EXERCISE REQUIREMENTS: The entries should each be set down again precisely.

Collected data
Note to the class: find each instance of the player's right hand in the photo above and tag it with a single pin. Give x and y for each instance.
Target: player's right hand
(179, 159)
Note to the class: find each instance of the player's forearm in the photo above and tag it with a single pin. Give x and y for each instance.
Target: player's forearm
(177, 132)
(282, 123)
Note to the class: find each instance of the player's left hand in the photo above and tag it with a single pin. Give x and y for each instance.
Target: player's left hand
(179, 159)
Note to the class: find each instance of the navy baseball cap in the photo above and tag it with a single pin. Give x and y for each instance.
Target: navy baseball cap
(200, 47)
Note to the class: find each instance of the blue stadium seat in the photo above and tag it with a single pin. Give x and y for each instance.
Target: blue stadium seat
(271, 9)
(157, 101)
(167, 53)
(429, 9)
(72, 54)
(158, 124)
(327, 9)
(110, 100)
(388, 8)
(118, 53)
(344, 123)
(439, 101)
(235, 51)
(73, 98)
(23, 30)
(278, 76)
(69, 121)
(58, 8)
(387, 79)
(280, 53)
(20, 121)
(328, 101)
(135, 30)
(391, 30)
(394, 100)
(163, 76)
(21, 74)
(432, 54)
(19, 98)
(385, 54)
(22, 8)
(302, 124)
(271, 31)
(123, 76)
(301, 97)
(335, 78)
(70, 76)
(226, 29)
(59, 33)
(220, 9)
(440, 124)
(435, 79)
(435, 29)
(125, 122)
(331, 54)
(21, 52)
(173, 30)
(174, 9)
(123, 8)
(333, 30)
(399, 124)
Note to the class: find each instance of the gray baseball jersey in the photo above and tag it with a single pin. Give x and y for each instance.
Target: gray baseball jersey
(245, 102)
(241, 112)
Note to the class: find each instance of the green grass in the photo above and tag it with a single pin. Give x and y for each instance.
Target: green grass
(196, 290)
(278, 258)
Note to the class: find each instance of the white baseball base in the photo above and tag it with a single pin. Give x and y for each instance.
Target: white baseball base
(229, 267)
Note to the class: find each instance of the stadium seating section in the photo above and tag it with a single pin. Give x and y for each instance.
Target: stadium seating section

RESPONSE TO THIS TASK:
Note to the class: find each instance of the player's right hand in the photo above and tag it with a single pin. Give x and y for each instance.
Target: player's right hand
(179, 159)
Note to the class: find each instance of the player's forearm in the photo above and tag it with a single pin. Give x and y for each instance.
Target: player's forearm
(177, 132)
(282, 123)
Note to the class: find each instance of the player's left hand in the photo above and tag it with a single pin. Give x and y for each instance.
Target: player's left hand
(179, 159)
Note to the class: find each instance of the navy baseball cap in the photo above and tag it with a single pin. Give x and y for each instance.
Target: navy baseball cap
(200, 47)
Note to the class: find each instance of the blue stadium seat in the photo above and tag it with a single pin. Give x and y for each instance.
Target: blue stadium seat
(271, 9)
(157, 101)
(167, 53)
(429, 9)
(72, 54)
(158, 124)
(327, 9)
(110, 100)
(388, 8)
(118, 53)
(344, 123)
(439, 101)
(235, 51)
(73, 98)
(23, 30)
(278, 76)
(69, 121)
(58, 8)
(387, 79)
(280, 53)
(20, 121)
(328, 101)
(135, 30)
(391, 30)
(394, 100)
(163, 76)
(21, 74)
(432, 54)
(19, 98)
(385, 54)
(22, 8)
(302, 124)
(271, 31)
(123, 76)
(301, 97)
(335, 78)
(70, 76)
(226, 29)
(59, 33)
(220, 9)
(440, 124)
(435, 79)
(435, 29)
(125, 122)
(331, 54)
(21, 52)
(173, 30)
(174, 9)
(123, 8)
(333, 30)
(399, 124)
Note to the class: find each instance of the gray baseball jersey in the photo above and tag it with a single pin. Give x and y for each instance.
Target: gray baseball jersey
(245, 102)
(241, 112)
Note to the class: find each instance of the green grass in the photo above and tag it with a single pin. Give x and y for each instance.
Target: green grass
(196, 290)
(278, 258)
Note to the class: find each instance of the white baseball base in the photo above and tag it with a single pin. Give x and y for each instance.
Target: white baseball base
(229, 267)
Note to the class: find each instance of the stadium seating section in the photo above and tag it with a single pin. Give x and y for each instance.
Target: stadium seating section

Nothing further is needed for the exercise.